**Exercise passage:**

A Pakistani Taliban spokesman said the attack targeted the Salarzai tribe, which has allied itself with the government and formed an anti-Taliban militia.

Pakistani security forces have repeatedly battled the Taliban in the tribal region that includes Bajaur, but have failed to defeat the organization despite declaring several times that it had cleared the area. On Friday, 150 fighters attacked military checkpoints in the neighboring Mohmand district, leaving 11 Pakistani soldiers and as many as 24 militants dead, reports The Washington Post.

Most of the people killed in Saturday’s attack had been displaced by fighting between the Taliban and the Pakistani military. The Los Angeles Times reports that hundreds of people were waiting outside the World Food Program distribution area in the early morning when the bomber attacked.

A Pakistani official told The New York Times that security forces stopped a woman wearing a burqa at a checkpoint leading to the distribution center. She threw a grenade into the crowd, and then detonated herself, he said. Witnesses reported hearing her scream before the explosion.

**Exercise data:**
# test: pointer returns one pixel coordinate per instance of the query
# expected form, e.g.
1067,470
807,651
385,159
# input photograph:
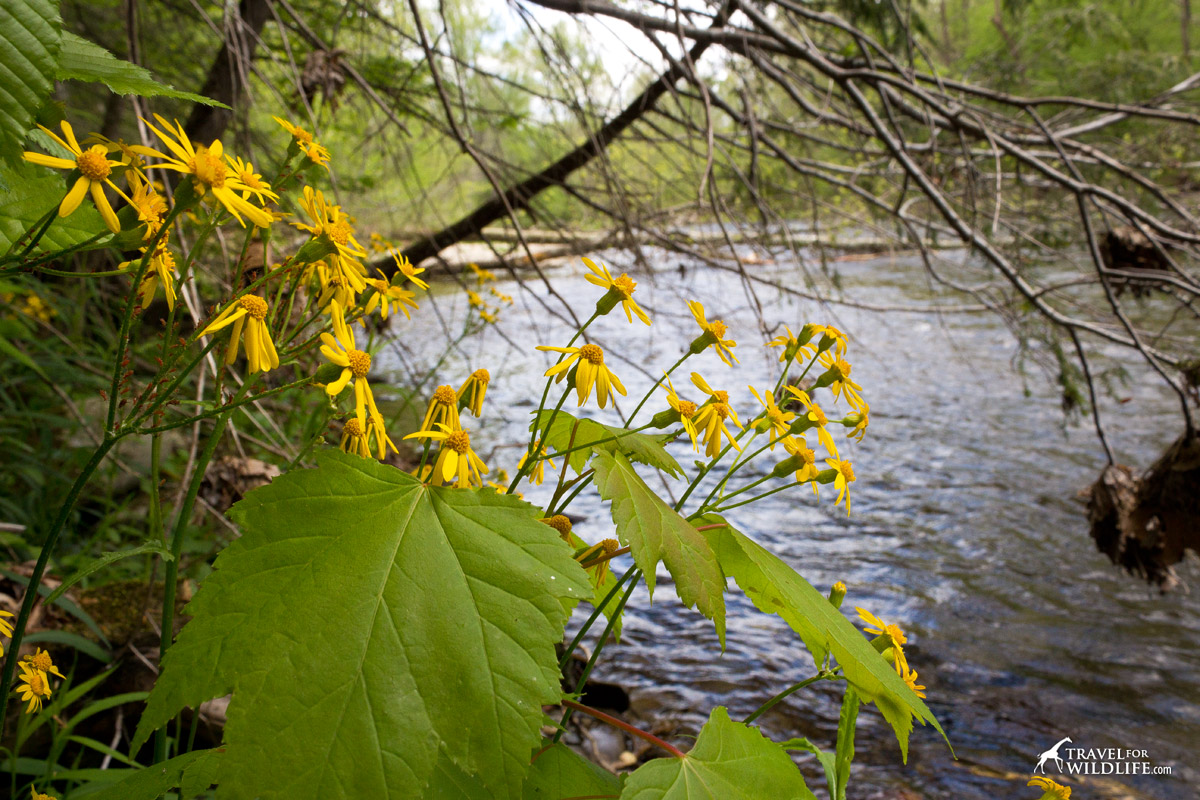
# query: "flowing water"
966,530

**Goal of the exercise:**
Write a continuation of the news report on the attack at the World Food Program distribution area in Bajaur, starting after its last sentence. The items are separate material, unconnected to the news report about the attack in Bajaur.

**Written response:**
Female suicide bombers

Suicide bombings by females spiked in Iraq in 2008 as Al Qaeda and other militant organization used women to avoid security and inflict more damage. In Iraq, as well as Pakistan, cultural practices prevent male security guards from searching women, and women can easily hide explosives under the long loose clothing they wear in public. The Christian Science Monitor reported that in response to the phenomenon in Iraq, women were recruited to be security guards. The Tamil Tigers, a militant organization in Sri Lanka, have also deployed women as suicide bombers.

But female bombers have not been widely used in Pakistan, though Taliban leaders have warned of them. The Pakistani newspaper Dawn warns that Saturday’s attack may mark a change in tactics that could become a dangerous trend. The paper reports that militant groups have long warned they had “trained squads of female bombers that could be sent on mission any time.”